**Required actions**
a. Condense the paragraph of the SAG2A abstract that opens "Toxoplasma gondii is an intracellular parasite" into a shorter version that keeps its main facts.
b. Transcribe the passage of the SAG2A abstract starting with "Toxoplasma gondii is" and going on through "and serological assays.".

SAG2A protein from Toxoplasma gondii interacts with both innate and adaptive immune compartments of infected hosts.

BACKGROUND

Toxoplasma gondii is an intracellular parasite that causes relevant clinical disease in humans and animals. Several studies have been performed in order to understand the interactions between proteins of the parasite and host cells. SAG2A is a 22 kDa protein that is mainly found in the surface of tachyzoites. In the present work, our aim was to correlate the predicted three-dimensional structure of this protein with the immune system of infected hosts.

METHODS

To accomplish our goals, we performed in silico analysis of the amino acid sequence of SAG2A, correlating the predictions with in vitro stimulation of antigen presenting cells and serological assays.

[Stored data entries]
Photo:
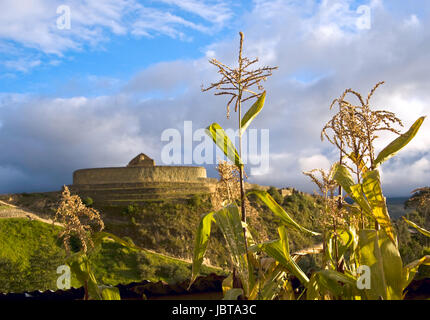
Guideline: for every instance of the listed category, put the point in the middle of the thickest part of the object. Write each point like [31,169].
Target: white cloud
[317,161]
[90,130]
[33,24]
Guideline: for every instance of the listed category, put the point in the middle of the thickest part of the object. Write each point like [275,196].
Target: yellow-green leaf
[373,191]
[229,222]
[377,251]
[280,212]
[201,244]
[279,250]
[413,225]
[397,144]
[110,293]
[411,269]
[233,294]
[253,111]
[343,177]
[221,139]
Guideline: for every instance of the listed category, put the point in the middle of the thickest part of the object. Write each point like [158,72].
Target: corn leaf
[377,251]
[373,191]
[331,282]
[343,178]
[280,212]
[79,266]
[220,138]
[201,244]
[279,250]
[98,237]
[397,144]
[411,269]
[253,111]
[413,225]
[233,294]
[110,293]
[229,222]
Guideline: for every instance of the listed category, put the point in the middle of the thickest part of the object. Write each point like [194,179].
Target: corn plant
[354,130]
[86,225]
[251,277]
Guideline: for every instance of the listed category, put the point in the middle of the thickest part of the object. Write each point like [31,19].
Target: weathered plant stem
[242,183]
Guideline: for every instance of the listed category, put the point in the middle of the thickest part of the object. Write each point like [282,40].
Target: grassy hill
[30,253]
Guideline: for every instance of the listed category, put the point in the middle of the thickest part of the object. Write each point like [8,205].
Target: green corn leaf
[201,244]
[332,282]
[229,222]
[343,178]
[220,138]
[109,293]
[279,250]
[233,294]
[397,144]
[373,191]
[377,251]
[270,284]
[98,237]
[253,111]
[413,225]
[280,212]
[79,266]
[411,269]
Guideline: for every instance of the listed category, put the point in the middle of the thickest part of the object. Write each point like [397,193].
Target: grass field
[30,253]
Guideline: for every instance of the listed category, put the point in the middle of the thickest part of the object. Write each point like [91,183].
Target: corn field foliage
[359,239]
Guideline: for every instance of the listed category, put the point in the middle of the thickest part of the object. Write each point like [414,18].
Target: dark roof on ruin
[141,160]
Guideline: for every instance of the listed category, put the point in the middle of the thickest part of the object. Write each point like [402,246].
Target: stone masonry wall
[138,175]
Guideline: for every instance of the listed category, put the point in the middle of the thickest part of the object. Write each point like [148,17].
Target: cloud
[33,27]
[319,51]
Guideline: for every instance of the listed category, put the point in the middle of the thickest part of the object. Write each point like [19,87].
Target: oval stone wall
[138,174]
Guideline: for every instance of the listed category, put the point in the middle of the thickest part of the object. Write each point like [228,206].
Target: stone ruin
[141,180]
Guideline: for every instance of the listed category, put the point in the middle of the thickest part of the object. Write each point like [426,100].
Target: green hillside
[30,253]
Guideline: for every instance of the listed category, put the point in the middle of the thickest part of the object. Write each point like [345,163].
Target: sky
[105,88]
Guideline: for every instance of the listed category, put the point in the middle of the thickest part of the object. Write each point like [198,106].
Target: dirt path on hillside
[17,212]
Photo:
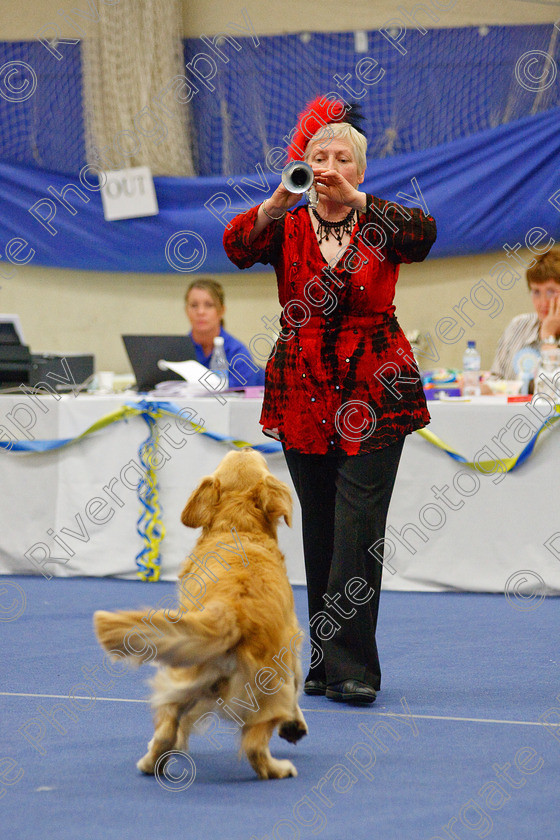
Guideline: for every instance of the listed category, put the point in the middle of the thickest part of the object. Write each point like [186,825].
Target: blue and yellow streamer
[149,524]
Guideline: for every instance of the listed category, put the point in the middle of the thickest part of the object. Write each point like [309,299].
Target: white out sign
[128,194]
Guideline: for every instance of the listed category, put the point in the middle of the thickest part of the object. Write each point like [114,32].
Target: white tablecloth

**Solutions to the tasks**
a. Toxoplasma gondii, an intracellular parasite, causes relevant clinical disease in humans and animals, and many studies have examined how its proteins interact with host cells. SAG2A is a 22 kDa protein found mainly on the surface of tachyzoites. This work aimed to correlate the protein's predicted three-dimensional structure with the immune system of infected hosts.

b.
Toxoplasma gondii is an intracellular parasite that causes relevant clinical disease in humans and animals. Several studies have been performed in order to understand the interactions between proteins of the parasite and host cells. SAG2A is a 22 kDa protein that is mainly found in the surface of tachyzoites. In the present work, our aim was to correlate the predicted three-dimensional structure of this protein with the immune system of infected hosts.

METHODS

To accomplish our goals, we performed in silico analysis of the amino acid sequence of SAG2A, correlating the predictions with in vitro stimulation of antigen presenting cells and serological assays.